Short problem: Reproduce only the stretch of records from the line containing "of the headlight;" through the line containing "[(173, 214), (18, 171)]", both lines included. Add 149 to every x and y pixel coordinate in the answers, and leave everything else unchanged.

Provided data:
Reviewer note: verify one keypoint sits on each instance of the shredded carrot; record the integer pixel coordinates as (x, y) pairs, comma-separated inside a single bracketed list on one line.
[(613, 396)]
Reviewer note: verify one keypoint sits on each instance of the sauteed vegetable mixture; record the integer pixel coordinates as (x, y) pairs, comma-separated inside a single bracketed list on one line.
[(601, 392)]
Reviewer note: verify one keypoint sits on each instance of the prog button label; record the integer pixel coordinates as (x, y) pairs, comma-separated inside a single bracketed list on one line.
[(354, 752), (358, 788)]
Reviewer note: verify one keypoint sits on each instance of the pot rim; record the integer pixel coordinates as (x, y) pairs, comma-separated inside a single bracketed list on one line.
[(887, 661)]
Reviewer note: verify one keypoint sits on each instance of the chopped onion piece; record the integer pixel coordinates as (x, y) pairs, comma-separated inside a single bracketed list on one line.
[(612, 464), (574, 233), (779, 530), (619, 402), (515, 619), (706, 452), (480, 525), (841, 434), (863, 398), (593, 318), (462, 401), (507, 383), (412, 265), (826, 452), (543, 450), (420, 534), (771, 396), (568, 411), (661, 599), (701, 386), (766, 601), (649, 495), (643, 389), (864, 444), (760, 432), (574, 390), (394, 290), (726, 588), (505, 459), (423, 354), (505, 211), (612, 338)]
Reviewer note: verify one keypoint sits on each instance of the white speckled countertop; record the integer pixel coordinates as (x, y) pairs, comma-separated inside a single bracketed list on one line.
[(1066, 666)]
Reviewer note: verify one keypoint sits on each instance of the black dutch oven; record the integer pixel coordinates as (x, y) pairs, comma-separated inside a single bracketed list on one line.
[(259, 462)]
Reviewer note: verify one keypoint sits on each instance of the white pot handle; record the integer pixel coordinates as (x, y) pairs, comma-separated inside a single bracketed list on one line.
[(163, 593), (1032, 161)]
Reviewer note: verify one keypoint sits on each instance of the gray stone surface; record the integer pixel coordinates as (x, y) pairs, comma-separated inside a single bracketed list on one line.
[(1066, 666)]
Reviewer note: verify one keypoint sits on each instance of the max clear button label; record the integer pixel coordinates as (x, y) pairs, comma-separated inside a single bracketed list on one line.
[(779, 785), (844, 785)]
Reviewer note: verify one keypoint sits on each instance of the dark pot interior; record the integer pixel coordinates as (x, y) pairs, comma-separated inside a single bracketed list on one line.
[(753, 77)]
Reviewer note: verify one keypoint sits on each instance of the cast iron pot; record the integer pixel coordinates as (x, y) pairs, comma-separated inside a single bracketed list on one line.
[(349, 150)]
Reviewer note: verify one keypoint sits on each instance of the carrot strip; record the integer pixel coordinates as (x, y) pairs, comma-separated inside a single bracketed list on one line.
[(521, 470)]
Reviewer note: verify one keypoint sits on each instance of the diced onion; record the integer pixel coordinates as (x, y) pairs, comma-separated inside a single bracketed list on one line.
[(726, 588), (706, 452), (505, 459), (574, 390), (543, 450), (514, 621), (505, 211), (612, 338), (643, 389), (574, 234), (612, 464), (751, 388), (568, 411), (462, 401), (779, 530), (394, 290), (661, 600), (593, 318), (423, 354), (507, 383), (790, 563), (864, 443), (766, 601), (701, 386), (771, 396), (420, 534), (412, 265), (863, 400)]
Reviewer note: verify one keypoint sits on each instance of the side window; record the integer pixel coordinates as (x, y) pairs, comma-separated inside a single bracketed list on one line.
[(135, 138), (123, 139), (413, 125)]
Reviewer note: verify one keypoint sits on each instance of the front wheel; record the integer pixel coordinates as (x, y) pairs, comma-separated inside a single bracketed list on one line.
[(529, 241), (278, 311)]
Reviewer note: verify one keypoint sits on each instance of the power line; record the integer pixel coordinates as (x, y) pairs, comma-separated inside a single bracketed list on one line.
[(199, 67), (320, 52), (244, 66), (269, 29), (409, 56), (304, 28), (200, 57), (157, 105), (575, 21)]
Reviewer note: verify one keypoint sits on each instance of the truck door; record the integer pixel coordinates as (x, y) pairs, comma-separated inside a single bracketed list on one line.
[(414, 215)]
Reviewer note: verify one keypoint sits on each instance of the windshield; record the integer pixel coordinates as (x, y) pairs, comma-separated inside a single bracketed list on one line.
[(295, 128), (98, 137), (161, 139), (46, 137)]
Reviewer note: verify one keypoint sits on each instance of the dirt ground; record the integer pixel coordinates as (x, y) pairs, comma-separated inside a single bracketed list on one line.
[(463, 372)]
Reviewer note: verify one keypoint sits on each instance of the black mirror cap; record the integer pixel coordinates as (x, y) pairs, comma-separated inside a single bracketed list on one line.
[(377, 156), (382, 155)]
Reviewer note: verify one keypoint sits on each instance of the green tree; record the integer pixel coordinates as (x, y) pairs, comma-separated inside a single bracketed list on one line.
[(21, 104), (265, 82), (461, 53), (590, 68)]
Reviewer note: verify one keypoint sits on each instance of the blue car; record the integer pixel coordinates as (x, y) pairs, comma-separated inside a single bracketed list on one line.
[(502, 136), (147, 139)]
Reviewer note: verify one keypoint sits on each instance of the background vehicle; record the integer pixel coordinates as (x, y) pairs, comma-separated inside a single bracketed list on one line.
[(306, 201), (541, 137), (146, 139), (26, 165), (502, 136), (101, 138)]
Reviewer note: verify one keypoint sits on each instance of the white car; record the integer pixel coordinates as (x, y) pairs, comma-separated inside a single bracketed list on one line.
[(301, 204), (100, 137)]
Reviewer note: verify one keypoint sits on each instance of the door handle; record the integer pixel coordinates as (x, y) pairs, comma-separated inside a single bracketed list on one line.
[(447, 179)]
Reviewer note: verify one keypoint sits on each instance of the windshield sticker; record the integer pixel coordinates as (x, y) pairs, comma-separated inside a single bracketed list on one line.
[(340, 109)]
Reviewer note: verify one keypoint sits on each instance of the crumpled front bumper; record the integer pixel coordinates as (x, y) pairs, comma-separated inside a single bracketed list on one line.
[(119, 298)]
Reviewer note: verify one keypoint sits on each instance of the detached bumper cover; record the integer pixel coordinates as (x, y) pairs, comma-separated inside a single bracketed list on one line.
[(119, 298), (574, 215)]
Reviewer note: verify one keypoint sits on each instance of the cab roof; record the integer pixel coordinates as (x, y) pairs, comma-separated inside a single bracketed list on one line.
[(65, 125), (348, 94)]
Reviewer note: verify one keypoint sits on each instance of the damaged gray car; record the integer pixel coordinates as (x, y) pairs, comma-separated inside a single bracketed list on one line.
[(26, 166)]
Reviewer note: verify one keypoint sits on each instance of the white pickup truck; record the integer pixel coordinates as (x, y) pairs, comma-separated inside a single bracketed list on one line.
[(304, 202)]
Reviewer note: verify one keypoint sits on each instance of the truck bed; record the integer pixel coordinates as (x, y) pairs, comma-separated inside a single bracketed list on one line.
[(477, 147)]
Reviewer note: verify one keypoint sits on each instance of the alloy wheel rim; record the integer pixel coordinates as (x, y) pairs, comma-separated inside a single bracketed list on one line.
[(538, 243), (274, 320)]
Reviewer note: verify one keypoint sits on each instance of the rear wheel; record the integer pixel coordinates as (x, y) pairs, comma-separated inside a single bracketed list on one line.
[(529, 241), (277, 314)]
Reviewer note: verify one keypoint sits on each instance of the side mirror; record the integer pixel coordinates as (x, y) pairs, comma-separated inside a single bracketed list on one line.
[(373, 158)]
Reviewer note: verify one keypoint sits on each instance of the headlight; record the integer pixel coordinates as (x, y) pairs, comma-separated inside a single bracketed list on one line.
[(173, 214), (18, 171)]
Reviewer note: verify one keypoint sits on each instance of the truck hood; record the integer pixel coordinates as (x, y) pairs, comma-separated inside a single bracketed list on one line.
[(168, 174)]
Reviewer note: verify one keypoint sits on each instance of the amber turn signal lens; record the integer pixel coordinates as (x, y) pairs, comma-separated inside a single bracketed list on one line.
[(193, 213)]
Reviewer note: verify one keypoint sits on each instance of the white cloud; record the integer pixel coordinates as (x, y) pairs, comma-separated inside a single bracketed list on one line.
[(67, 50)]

Written answer:
Reviewer note: verify one keypoint sits on each instance of the headlight; record the integer pixel coordinates as (x, y) pairs, comma-separated inside a single bracketed list on one line.
[(322, 363), (167, 320)]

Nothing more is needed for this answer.